Please reproduce every line of the listing below word for word, leaving out the pictures.

Extracted entries >>
■ ■ ■

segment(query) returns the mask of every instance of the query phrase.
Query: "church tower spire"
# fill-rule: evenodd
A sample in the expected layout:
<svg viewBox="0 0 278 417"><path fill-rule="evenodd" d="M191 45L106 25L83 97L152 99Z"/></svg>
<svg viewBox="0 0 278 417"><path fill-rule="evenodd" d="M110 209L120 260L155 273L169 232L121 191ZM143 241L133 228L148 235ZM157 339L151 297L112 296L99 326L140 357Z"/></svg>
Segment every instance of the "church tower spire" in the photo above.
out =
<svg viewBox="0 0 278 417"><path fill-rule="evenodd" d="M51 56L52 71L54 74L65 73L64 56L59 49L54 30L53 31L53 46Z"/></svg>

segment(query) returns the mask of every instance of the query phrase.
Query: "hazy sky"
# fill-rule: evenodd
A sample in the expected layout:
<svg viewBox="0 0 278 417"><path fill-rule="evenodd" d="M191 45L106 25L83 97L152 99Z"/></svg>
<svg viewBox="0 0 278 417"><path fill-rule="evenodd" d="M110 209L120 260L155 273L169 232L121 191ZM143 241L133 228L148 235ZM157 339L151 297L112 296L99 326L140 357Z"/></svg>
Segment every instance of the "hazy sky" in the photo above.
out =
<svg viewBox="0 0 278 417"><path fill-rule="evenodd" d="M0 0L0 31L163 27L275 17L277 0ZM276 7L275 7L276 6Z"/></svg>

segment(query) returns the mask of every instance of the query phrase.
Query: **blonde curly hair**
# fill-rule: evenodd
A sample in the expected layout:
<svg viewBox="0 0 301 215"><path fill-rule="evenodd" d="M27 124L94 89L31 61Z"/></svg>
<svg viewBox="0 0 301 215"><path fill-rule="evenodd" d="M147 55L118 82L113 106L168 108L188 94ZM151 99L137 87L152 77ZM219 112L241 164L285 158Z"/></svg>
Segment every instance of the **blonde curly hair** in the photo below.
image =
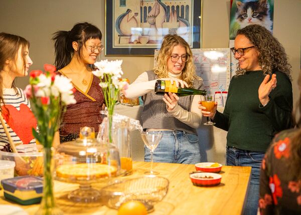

■ ■ ■

In response >>
segment(query) returns the mask of every instance of the query phrase.
Query: "church tower spire"
# fill-rule: evenodd
A sample in the expected layout:
<svg viewBox="0 0 278 417"><path fill-rule="evenodd" d="M191 45L106 25L83 97L152 99Z"/></svg>
<svg viewBox="0 0 278 417"><path fill-rule="evenodd" d="M110 209L120 260L155 273L169 232L121 191ZM143 241L133 228L148 235ZM157 339L151 297L112 296L99 326L140 357Z"/></svg>
Segment every instance of the "church tower spire" in the photo above.
out =
<svg viewBox="0 0 278 417"><path fill-rule="evenodd" d="M51 56L52 71L54 74L65 73L64 56L59 49L54 30L53 31L53 46Z"/></svg>

segment(query) returns the mask of every instance of the query phrase.
Query: "hazy sky"
# fill-rule: evenodd
A sample in the expected layout:
<svg viewBox="0 0 278 417"><path fill-rule="evenodd" d="M191 45L106 25L83 97L152 99Z"/></svg>
<svg viewBox="0 0 278 417"><path fill-rule="evenodd" d="M110 209L120 260L155 273L169 232L121 191ZM143 241L133 228L148 235ZM157 339L151 297L112 296L99 326L140 357Z"/></svg>
Segment every instance of the "hazy sky" in the photo above.
out =
<svg viewBox="0 0 278 417"><path fill-rule="evenodd" d="M0 0L0 31L163 27L275 17L277 0ZM276 7L275 7L276 6Z"/></svg>

segment(query) returns the mask of every instance of the query phrase.
Query: **blonde curly hair**
# fill-rule: evenodd
A sample in the expected layout:
<svg viewBox="0 0 301 215"><path fill-rule="evenodd" d="M27 124L94 89L31 61Z"/></svg>
<svg viewBox="0 0 301 215"><path fill-rule="evenodd" d="M147 55L118 82L113 106L168 108L188 94ZM151 99L137 87L152 77ZM219 112L241 164L285 158Z"/></svg>
Segment every instance of the **blonde curly hair** in the photo below.
image =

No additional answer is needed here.